_WHAT YOU SHOULD DO_:
From the rows below, copy every line that contains the string "floral". Case matters.

_PROVIDED INFORMATION_:
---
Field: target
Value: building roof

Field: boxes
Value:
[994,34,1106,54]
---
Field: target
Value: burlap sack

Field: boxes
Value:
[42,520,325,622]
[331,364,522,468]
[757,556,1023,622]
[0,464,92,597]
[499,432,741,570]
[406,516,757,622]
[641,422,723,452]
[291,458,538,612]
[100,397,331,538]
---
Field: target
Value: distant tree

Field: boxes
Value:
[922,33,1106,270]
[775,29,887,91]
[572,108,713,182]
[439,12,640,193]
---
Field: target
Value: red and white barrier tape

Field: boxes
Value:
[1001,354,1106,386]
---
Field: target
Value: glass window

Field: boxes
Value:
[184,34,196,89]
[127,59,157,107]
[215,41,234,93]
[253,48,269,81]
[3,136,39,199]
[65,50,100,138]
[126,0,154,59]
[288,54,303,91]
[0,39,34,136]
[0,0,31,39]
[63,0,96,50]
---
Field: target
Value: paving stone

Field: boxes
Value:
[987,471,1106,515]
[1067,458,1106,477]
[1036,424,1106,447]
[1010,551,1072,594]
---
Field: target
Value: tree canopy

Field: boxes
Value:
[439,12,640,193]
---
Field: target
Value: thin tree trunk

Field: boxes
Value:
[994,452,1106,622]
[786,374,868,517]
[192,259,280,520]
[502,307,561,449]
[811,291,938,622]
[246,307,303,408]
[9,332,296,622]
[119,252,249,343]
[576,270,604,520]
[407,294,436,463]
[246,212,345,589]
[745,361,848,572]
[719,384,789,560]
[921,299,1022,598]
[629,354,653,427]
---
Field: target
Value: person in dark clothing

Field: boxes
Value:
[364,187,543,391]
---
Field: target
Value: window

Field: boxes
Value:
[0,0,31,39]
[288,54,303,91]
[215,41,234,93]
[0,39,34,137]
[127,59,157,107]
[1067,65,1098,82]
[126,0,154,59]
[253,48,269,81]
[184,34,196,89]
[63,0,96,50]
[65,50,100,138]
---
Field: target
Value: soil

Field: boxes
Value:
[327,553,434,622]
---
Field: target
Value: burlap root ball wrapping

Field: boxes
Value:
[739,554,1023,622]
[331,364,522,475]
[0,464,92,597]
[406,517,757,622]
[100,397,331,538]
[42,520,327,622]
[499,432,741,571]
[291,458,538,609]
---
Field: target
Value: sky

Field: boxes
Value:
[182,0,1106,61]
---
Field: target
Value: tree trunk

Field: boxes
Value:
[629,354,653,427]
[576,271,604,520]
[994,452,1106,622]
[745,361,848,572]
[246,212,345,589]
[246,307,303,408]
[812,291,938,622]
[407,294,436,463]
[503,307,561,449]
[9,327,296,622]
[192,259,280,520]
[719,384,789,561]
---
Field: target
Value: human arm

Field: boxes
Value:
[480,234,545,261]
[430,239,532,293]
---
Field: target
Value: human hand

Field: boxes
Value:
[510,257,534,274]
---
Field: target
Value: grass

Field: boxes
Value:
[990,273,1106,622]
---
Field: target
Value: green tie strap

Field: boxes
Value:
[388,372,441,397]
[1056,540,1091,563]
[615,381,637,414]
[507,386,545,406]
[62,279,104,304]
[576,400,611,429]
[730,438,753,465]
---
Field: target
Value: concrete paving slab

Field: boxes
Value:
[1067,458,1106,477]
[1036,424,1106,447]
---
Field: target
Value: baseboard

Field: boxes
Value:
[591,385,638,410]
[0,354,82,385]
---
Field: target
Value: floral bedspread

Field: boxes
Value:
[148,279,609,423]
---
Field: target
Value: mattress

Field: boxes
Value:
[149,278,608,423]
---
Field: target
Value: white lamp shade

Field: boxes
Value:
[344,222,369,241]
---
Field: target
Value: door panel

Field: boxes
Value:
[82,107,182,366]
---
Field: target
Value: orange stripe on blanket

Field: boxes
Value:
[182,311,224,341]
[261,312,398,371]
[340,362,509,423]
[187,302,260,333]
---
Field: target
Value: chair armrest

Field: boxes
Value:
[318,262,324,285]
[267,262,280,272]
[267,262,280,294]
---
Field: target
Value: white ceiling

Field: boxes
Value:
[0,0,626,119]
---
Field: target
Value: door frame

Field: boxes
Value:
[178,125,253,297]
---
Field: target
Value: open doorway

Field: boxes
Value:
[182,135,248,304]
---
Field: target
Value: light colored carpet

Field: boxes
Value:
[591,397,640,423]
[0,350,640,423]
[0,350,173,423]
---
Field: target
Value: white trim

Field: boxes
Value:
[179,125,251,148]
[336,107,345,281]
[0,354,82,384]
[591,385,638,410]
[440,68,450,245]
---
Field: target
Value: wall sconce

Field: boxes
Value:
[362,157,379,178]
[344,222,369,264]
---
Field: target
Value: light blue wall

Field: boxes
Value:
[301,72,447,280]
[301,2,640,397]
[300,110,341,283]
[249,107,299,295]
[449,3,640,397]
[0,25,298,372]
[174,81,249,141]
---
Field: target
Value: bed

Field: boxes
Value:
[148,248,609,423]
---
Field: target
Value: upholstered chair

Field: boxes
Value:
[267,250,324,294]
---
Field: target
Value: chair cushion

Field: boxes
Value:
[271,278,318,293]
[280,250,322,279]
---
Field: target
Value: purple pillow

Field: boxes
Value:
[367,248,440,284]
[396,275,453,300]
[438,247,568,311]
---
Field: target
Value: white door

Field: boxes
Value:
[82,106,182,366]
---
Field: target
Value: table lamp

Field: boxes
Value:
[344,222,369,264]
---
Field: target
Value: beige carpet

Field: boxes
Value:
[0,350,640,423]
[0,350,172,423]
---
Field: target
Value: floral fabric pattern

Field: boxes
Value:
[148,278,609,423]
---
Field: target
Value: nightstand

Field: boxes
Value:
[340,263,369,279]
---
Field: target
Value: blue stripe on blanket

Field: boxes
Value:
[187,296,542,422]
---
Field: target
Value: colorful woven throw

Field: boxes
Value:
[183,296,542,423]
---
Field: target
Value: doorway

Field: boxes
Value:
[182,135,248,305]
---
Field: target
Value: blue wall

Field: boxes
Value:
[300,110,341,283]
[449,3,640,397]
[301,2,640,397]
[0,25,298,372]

_REPLY_:
Value: floral bedspread
Value: floral fabric pattern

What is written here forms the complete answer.